Copy out the news report on the proposed single engineering entrance test word for word, in full.

### EXERCISE PASSAGE
- - - - - - -

Updated on: Saturday, April 23, 2011
Close on the heels of the decision to conduct a common entrance test for undergraduate medical courses, the government proposes to hold a single test for admissions to engineering and technical courses, including in the Indian Institutes of Technology, too.
The proposed National Aptitude Test will annually benefit more than seven lakh students, who at present have to take multiple examinations to get into engineering.
The objective “is to reduce psychological and financial stress on students and give more emphasis to Class 12 results than coaching,” T. Ramaswamy, Secretary, Department of Science and Technology, has said in his report. He was entrusted with taking a re-look at the test methodology of selections and having a common system for admissions to the IITs, the Indian Institutes of Science, Engineering and Research, the National Institutes of Technology and other engineering colleges.
“The government has broadly agreed on the ‘one nation, one examination' policy,” sources in the Human Resource Development Ministry said after Dr. Ramaswamy made a presentation before it here on Thursday. The single examination obviates the need for students taking 150 entrance tests conducted by various State Boards and institutions, including the IITs.
Like in the common entrance test for medicine, Dr. Ramaswamy has given three different options to implement this system including students choosing the institutions.
The details will be put on the government website to invite public opinion to build consensus as the matter involves States also.
C.N.R. Rao, chairman of the Prime Minister's Scientific Advisory Council, has also recommended a common entrance test for higher education, including medical and technical courses.
He has asked the HRD Ministry to set up a task force to prepare a road map for higher education within the next 12 months.

- - - - - - -

### DATA FOR ANALYSIS
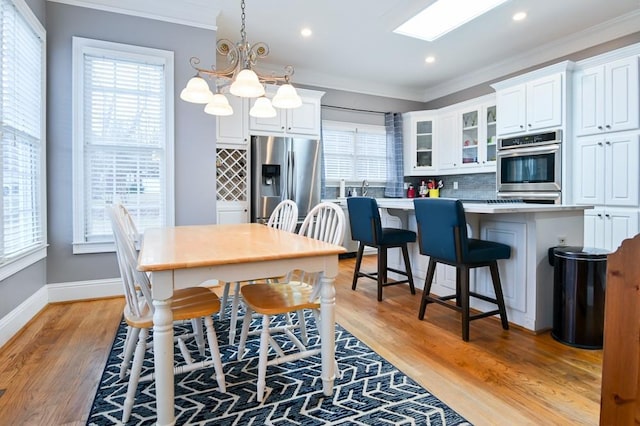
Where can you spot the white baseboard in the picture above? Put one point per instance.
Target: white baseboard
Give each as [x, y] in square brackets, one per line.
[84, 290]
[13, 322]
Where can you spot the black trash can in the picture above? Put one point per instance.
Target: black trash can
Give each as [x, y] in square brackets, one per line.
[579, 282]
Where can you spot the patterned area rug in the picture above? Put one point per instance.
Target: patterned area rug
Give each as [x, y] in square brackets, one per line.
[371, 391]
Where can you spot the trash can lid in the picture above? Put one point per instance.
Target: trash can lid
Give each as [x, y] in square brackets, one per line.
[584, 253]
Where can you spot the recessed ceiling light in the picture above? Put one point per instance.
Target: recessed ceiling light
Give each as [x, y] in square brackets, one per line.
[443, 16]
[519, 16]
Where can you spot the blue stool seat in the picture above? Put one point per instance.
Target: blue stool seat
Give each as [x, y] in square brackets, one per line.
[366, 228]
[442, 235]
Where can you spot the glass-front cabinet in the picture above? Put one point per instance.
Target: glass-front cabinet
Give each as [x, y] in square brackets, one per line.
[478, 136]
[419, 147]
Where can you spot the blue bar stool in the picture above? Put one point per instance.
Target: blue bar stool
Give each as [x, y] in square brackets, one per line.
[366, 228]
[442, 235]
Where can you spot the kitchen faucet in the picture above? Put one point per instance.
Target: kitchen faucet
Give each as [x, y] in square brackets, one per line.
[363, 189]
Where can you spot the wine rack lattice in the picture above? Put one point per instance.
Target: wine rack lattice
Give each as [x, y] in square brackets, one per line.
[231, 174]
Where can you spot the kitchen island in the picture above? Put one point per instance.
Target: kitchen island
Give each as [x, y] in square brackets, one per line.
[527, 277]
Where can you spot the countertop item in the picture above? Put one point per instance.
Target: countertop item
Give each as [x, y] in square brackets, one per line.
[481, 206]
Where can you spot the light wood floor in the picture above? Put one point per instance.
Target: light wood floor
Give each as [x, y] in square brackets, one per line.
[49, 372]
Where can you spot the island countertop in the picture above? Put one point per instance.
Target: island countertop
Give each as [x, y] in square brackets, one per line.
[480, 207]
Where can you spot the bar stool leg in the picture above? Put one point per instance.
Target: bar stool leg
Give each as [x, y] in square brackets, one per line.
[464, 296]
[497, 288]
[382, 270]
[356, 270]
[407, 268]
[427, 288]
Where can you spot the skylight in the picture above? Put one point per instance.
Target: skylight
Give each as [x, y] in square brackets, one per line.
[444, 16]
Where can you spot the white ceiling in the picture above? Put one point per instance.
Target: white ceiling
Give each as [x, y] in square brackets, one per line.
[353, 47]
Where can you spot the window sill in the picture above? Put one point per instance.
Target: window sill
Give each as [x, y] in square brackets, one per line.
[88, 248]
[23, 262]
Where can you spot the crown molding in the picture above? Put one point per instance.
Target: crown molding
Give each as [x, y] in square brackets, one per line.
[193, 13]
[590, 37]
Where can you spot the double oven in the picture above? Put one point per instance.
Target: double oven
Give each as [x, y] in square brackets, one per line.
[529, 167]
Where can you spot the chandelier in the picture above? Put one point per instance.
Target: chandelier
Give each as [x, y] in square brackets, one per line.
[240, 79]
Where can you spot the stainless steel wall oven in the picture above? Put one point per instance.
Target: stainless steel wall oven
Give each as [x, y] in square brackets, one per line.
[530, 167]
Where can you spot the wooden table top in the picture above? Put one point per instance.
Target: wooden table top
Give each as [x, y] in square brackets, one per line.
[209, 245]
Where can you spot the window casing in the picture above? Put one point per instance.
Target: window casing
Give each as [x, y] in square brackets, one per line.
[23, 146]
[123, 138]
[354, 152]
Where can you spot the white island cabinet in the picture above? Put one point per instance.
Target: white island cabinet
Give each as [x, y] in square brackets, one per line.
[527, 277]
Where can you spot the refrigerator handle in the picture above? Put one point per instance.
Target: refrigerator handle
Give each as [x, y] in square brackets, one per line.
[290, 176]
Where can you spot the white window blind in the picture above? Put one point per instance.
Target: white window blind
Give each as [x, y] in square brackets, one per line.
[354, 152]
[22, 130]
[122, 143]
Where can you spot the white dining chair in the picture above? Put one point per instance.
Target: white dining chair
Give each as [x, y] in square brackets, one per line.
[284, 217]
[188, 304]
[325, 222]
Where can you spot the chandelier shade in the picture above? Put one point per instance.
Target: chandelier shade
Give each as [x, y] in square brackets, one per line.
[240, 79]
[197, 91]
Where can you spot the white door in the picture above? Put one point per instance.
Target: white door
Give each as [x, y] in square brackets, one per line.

- - - - - - -

### WORKED SOLUTION
Updated on: Saturday, April 23, 2011
Close on the heels of the decision to conduct a common entrance test for undergraduate medical courses, the government proposes to hold a single test for admissions to engineering and technical courses, including in the Indian Institutes of Technology, too.
The proposed National Aptitude Test will annually benefit more than seven lakh students, who at present have to take multiple examinations to get into engineering.
The objective “is to reduce psychological and financial stress on students and give more emphasis to Class 12 results than coaching,” T. Ramaswamy, Secretary, Department of Science and Technology, has said in his report. He was entrusted with taking a re-look at the test methodology of selections and having a common system for admissions to the IITs, the Indian Institutes of Science, Engineering and Research, the National Institutes of Technology and other engineering colleges.
“The government has broadly agreed on the ‘one nation, one examination' policy,” sources in the Human Resource Development Ministry said after Dr. Ramaswamy made a presentation before it here on Thursday. The single examination obviates the need for students taking 150 entrance tests conducted by various State Boards and institutions, including the IITs.
Like in the common entrance test for medicine, Dr. Ramaswamy has given three different options to implement this system including students choosing the institutions.
The details will be put on the government website to invite public opinion to build consensus as the matter involves States also.
C.N.R. Rao, chairman of the Prime Minister's Scientific Advisory Council, has also recommended a common entrance test for higher education, including medical and technical courses.
He has asked the HRD Ministry to set up a task force to prepare a road map for higher education within the next 12 months.